■ **DO THIS**
Turn the following lines into a numbered list, omitting any blank lines.

Bounding box annotation entries:
•••••

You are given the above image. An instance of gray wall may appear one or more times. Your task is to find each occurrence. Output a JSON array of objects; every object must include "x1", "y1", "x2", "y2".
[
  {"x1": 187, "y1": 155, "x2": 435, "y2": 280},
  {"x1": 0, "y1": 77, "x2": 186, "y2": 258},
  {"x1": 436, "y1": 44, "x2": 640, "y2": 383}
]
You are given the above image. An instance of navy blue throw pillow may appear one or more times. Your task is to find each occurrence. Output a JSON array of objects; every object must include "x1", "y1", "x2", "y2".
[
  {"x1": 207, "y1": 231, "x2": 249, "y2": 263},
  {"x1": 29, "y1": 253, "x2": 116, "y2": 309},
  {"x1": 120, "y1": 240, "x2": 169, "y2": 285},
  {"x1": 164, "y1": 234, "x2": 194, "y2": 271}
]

•••••

■ **EXERCISE RESULT**
1. You are given the above image. An instance of gray wall may appear one or more times. Your task is to find each occurrence. Output a JSON array of objects; every object must include "x1", "y1", "x2", "y2".
2. [
3.   {"x1": 187, "y1": 155, "x2": 435, "y2": 280},
4.   {"x1": 0, "y1": 77, "x2": 186, "y2": 258},
5.   {"x1": 436, "y1": 44, "x2": 640, "y2": 383}
6. ]
7. You are given the above image. An instance of navy blue throw pillow may appear one or more times. Your task is to find each occurrence. Output a JSON array of objects; every object must include "x1", "y1", "x2", "y2".
8. [
9.   {"x1": 207, "y1": 231, "x2": 249, "y2": 263},
10.   {"x1": 29, "y1": 253, "x2": 116, "y2": 309},
11.   {"x1": 120, "y1": 240, "x2": 169, "y2": 285},
12.   {"x1": 164, "y1": 234, "x2": 194, "y2": 271}
13. ]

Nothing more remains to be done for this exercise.